— start of Dataset rows —
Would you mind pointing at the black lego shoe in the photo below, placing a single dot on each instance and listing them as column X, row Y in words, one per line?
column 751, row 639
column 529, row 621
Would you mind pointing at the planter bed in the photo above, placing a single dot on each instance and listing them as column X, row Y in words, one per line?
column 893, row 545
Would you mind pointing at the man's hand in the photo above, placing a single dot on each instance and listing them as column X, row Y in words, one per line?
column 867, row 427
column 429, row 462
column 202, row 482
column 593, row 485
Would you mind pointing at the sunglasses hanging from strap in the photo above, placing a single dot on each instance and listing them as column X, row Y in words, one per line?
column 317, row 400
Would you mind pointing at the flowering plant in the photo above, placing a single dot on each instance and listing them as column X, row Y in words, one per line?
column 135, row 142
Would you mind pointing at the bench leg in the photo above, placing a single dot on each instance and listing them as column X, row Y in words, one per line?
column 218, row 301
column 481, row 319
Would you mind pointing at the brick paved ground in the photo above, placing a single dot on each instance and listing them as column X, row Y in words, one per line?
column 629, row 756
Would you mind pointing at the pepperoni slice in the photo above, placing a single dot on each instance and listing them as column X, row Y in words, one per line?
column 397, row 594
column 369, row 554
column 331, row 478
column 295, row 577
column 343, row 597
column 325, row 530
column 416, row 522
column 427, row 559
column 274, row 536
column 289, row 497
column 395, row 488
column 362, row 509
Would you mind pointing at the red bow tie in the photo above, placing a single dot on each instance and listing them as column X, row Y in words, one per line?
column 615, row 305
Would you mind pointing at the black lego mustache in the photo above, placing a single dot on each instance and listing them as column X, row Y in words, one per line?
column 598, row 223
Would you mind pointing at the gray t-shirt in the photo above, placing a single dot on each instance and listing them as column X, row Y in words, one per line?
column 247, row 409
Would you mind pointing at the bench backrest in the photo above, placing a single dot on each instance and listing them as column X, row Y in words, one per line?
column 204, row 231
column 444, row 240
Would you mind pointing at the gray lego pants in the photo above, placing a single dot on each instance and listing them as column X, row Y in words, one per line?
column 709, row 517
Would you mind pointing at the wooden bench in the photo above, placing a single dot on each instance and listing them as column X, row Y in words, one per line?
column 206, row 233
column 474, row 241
— end of Dataset rows —
Your objective:
Render every record above as a two-column CSV with the header row task,answer, one row per record. Put the record's text and its answer each in a single quoted field, replacing line breaks with spaces.

Response:
task,answer
"Would you mind pointing at the black lego shoe in the photo below, placing a single dot on each instance and listing them as column X, row Y in words, one per line?","column 751, row 639 column 529, row 621"
"Would you mind pointing at the planter bed in the photo above, placing a single dot on each instance and listing them as column X, row Y in words, one per line?","column 893, row 545"
"Would you mind pointing at the man's hand in the photo above, placing a single dot on each instance and listing them as column X, row Y in words, one per line?","column 867, row 427 column 429, row 462 column 202, row 482 column 593, row 485"
"Would you mind pointing at the sunglasses hanging from strap in the photo above, placing a single dot on each instance and listing them as column X, row Y in words, one per line?","column 317, row 400"
"Would you mind pointing at the flowering plant in the photo above, placing a single dot on each instance and listing them as column X, row Y in words, one per line?","column 135, row 142"
"Would you mind pointing at the bench leg in the photo above, placing a single dot on each instance and listing them as column X, row Y in words, one per line?","column 218, row 301 column 481, row 319"
"Would you mind pointing at the brick paved ground in the photo above, placing a single dot on each instance and listing them as column X, row Y in words, one per line?","column 629, row 756"
"Would you mind pointing at the pepperoni slice in the photo above, placing a single dot on each instance and listing them as column X, row Y in words, one per line?","column 397, row 594 column 369, row 554 column 331, row 478 column 295, row 577 column 343, row 597 column 325, row 530 column 416, row 522 column 427, row 559 column 274, row 536 column 289, row 497 column 395, row 488 column 362, row 509"
"Would you mind pointing at the red bow tie in the photo above, placing a single dot on each instance and listing them as column X, row Y in words, one per line?","column 615, row 305"
"Would you mind pointing at the black lego mustache in the photo above, placing a single dot on each instance and listing them as column X, row Y in words, one per line?","column 598, row 223"
"Would you mind pointing at the gray t-shirt in the photo above, placing a single dot on each instance and listing them as column X, row Y in words, one per line?","column 247, row 409"
"Would you mind pointing at the bench backrest in the photo above, placing a single dot on each instance and listing them as column X, row Y in words, one per line?","column 204, row 231 column 444, row 240"
"Would you mind pointing at the gray lego pants in the photo above, placing a single dot on each instance and listing them as column X, row Y in words, one per line?","column 709, row 517"
"Would you mind pointing at the wooden bench in the photo above, placing a single dot on each instance and listing them as column X, row Y in words, one per line?","column 206, row 233 column 474, row 241"